Exclude the images and transcribe the entries below precisely.

**EXTRACTED DATA:**
Start of Block
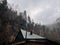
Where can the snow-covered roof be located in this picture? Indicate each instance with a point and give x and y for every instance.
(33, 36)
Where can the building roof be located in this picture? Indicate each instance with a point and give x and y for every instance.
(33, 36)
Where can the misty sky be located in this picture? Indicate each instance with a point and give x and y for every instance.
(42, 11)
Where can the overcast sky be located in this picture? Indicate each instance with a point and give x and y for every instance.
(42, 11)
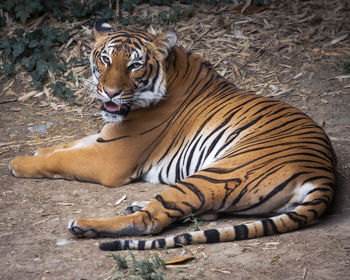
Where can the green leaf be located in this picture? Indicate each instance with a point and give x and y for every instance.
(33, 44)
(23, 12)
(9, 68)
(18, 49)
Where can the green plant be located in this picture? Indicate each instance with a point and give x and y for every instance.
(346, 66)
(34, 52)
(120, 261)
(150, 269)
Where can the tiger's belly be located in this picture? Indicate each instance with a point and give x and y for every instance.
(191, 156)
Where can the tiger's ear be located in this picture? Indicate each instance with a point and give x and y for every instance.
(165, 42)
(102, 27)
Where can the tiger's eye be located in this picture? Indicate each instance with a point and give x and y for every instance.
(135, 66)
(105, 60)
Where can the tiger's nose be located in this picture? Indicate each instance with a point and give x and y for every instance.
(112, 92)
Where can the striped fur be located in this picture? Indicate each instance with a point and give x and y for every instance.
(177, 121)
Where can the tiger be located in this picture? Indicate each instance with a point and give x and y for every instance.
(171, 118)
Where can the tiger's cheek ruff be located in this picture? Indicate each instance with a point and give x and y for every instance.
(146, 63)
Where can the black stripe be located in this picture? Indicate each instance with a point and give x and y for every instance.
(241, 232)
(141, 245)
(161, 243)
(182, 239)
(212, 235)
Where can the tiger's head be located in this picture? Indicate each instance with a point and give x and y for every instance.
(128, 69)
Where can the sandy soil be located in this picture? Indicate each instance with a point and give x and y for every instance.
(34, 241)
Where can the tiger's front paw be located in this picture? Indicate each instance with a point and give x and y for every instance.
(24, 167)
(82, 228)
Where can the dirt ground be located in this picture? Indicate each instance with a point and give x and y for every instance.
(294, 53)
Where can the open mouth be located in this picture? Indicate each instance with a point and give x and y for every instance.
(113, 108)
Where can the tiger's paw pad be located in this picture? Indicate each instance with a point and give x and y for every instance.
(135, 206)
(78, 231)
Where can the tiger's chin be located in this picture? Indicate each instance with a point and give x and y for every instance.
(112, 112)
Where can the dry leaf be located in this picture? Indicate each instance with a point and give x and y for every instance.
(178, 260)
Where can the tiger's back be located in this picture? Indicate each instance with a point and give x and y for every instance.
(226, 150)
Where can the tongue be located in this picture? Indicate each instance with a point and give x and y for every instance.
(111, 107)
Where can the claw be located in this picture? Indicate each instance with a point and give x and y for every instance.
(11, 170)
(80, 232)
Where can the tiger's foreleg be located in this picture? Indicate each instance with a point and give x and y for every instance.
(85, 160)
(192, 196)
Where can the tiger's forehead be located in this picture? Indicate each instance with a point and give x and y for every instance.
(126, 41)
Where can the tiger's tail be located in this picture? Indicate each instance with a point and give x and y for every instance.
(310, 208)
End of Block
**OUTPUT:**
Where can the snow-covered roof be located in this picture? Indicate each instance with a point and give x and y for every instance.
(33, 36)
Where can the building roof be located in this picture? Indicate each instance with a point and give x and y for every instance.
(33, 36)
Where can the misty sky be located in this picture? Indicate each instance with a point and give x and y for every instance.
(42, 11)
Where can the overcast sky be located in this picture? Indicate each instance with a point and give x and y for every instance.
(42, 11)
Where can the green leaf be located in this picture? Indicate each instance with a point and give x and y for every instance.
(33, 44)
(23, 12)
(9, 68)
(18, 49)
Where can the green plant be located in this picture? Indicate each instance with a point and give x and y for every instance.
(346, 66)
(34, 52)
(120, 261)
(150, 269)
Where can the tiger's belly be located in this picture? Indicate each instance with a point and give x and y for every instance.
(191, 156)
Where can the tiger's ear be located in this picture? Indicate each instance with a point and give x and y for every instance.
(165, 42)
(102, 27)
Where can the tiger's eye be located in this picture? Indicate each instance with a point and give x and y for every instance.
(135, 66)
(105, 60)
Where can the tiger's nose be located in this picture? Indicate each instance with a point and give x and y for every instance.
(112, 92)
Where can the striped fur be located in this picture? Indicate each instance with a point and give x and y for every instance.
(177, 121)
Where can the tiger be located in this picture? Indicate each instance with a point and give x and y for every instance.
(171, 118)
Where can the tiger's cheek ruff be located in this picture? Indicate each instance with a point and give x and y for every instance.
(146, 63)
Where can the black stripe be located in this picture? Indicate each instance with a point and give x and y for every instance.
(241, 232)
(141, 245)
(161, 243)
(182, 239)
(212, 235)
Where can the tiger's head be located in this picture? Indicate each instance with a point and give x and y for every instance.
(128, 69)
Where can the sandy soil be located in this picture? Indicate each instance with a point and give x and y for every instance.
(34, 241)
Where can the tiger's front paw be located in this picture? Indicate each instance with a point and give x and y for every instance.
(24, 167)
(82, 228)
Where can the dirt ground be located in this picture? Indicate each instance with a point and give x and y for every instance.
(294, 53)
Where can the open mouth be located in this picture? Indicate each instance with a point and give x and y for every instance.
(113, 108)
Where can the tiger's paw pad be located in this picture? Indicate each instance with a point and give x and y for every instance.
(135, 206)
(78, 231)
Where can the tiger's chin be located in this picture? Indicate each instance with a point and give x and y for every instance.
(112, 112)
Where can the dry leaf be located in this picture? Indicate each instance with a point and give x and y for every instance.
(178, 260)
Where can the tiger's back be located in this picture? Indicate each instance with a point and give x and y for every instance.
(226, 150)
Where can the tongue be located in this picture? Indicate each instance with a point and give x and y for every instance.
(111, 107)
Where can the claw be located in this picture? Indicate each instance with a point and give x and y for every instance.
(11, 170)
(80, 232)
Where can the tiger's foreleg be located in this picture? Indicate each instance with a point and give x and y for every instance.
(85, 160)
(192, 196)
Where can the tiger's forehead be located in this picture? Indicate each instance with a point and give x and y for every instance.
(126, 41)
Where can the tiger's tail be located in this picture? Indicate each instance with a point and give x and y for every instance.
(310, 208)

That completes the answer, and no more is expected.